** Vorliegender Text **
-------

Beispiel: Die KMK hat Richtlinien zur Sicherheit im Unterricht veröffentlicht. In einer Regel heißt es, dass Schüler nicht auf Stiften kauen dürfen, da sie schwermetallhaltige Verbindungen enthalten können. Jeder Schüler hat schon einmal einen Stift im Mund gehabt und fragt sich nun, was an Schwermetallen so gefährlich ist. Wird dieser Einstieg in der Einheit Enzyme gewählt, liegt es nahe, dass die Schüler eine Beeinflussung von Enzymen vermuten.
Wichtig ist, dass von solchen Regeln die Begründungen entfernt werden, die bereits die Antwort auf die Frage enthalten. Wenn also die KMK in ihrer Regel erklärt, dass Schwermetalle Enzyme hemmen, sollte dieser Teil entfernt werden.

-------

** Inhalt des Datensatzes **
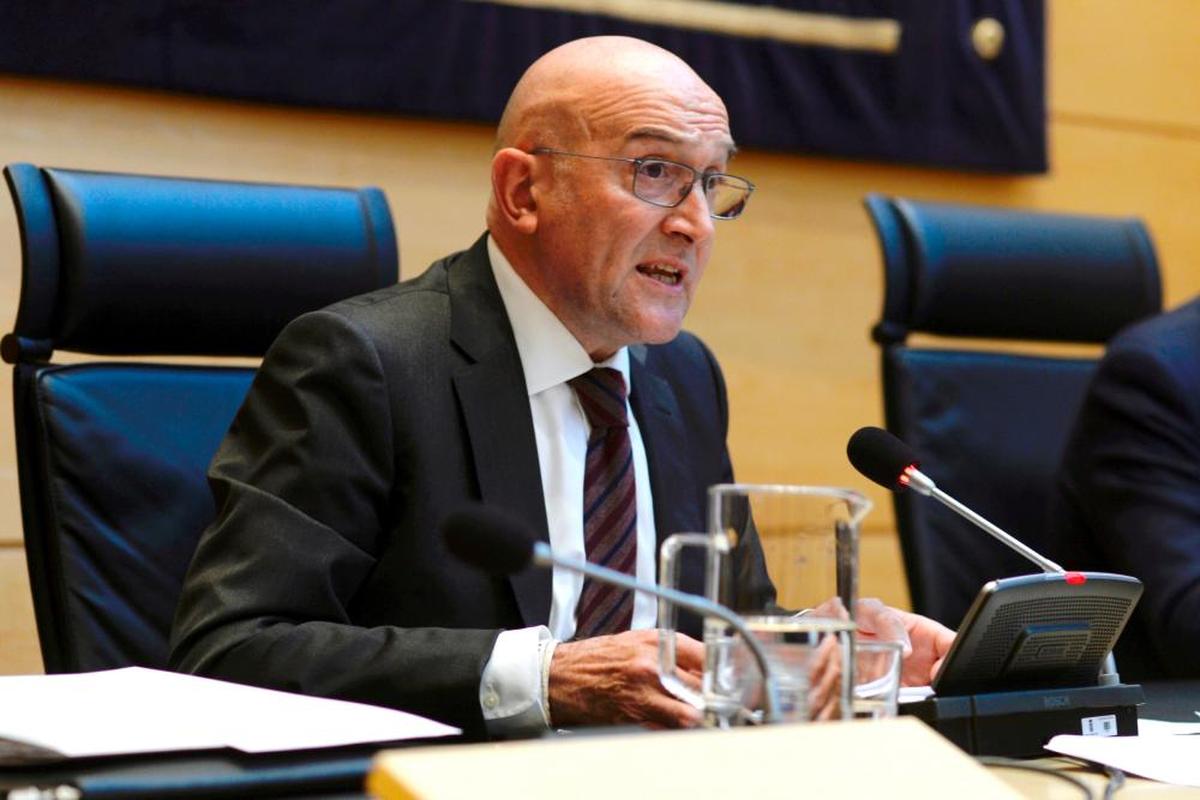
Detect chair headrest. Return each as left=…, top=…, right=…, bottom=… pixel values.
left=866, top=194, right=1162, bottom=343
left=5, top=164, right=398, bottom=357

-------

** Ihre Aufgabe **
Setzen Sie den Text über den Unterrichtseinstieg mit einer KMK-Sicherheitsregel im Anschluss an seinen letzten Satz fort.

** Antwort **
Oft sind diese Regeln zwar gut gemeint, doch sind sie nach unserem Kenntnisstand unsinnig. Trotzdem können auch diese Regeln als Aufhänger dienen, es muss am Ende nur eine kritische Bewertung der Regeln stattfinden.
Beispiele hierzu:
• "Blumen müssen nachts aus Krankenzimmern entfernt werden." Damit könnte die Zellatmung in den Blick genommen werden. Meines Wissens nach wird dies in Krankenhäusern aber nicht mehr praktiziert.
• "Nicht mit vollem Bauch schwimmen gehen." Diese Frage könnte zur Erarbeitung von Sypathikus und Parasympathikus führen. Dennoch ergeben neuere Untersuchungen kein Notwendigkeit für diese Regel.
Vereinfachte Darstellung in Büchern o.ä.
Darstellungen z.B. in Schulbüchern sind oft stark vereinfacht. Diese Modellvorstellungen entsprechen der Realität nur in geringem Maße, wenn man dann eine Eigenschaft darstellt, die die modellhafte Darstellung nicht erklären kann, kommt es zum kognitiven Konflikt und die Schüler werfen die Frage auf.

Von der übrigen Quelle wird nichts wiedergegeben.